(Dataset records)
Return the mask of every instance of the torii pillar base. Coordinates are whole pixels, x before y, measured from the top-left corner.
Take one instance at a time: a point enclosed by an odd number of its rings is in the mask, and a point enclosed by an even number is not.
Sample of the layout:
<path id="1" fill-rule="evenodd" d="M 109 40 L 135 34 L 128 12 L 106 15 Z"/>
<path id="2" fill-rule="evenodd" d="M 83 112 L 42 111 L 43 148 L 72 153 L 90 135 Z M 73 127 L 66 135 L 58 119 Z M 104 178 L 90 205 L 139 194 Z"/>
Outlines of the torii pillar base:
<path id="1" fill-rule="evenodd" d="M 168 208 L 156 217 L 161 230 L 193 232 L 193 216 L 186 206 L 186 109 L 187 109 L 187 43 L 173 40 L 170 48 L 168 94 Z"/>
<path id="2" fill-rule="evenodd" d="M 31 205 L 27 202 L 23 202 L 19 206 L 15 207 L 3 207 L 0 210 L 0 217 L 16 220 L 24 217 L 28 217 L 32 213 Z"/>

[TASK STATEMENT]: Reproduce each item above verbatim, character for character, keeping the original line breaks.

[TASK RESPONSE]:
Return the mask of every instance of the torii pillar base. Coordinates are whole pixels, x before y, measured from the top-left corner.
Take one instance at a time: a point enclosed by an odd number of its rings is in the mask, and a point enclosed by an even number is not.
Sample of the layout:
<path id="1" fill-rule="evenodd" d="M 109 40 L 135 34 L 128 12 L 106 15 Z"/>
<path id="2" fill-rule="evenodd" d="M 83 112 L 42 111 L 43 148 L 72 153 L 90 135 Z M 73 127 L 66 135 L 58 119 Z M 104 178 L 90 205 L 139 194 Z"/>
Outlines of the torii pillar base:
<path id="1" fill-rule="evenodd" d="M 168 208 L 156 217 L 161 230 L 193 232 L 193 216 L 186 206 L 186 109 L 187 109 L 187 43 L 173 40 L 170 48 L 168 94 Z"/>
<path id="2" fill-rule="evenodd" d="M 31 205 L 27 202 L 23 202 L 19 206 L 15 207 L 3 207 L 0 210 L 0 217 L 16 220 L 24 217 L 28 217 L 32 213 Z"/>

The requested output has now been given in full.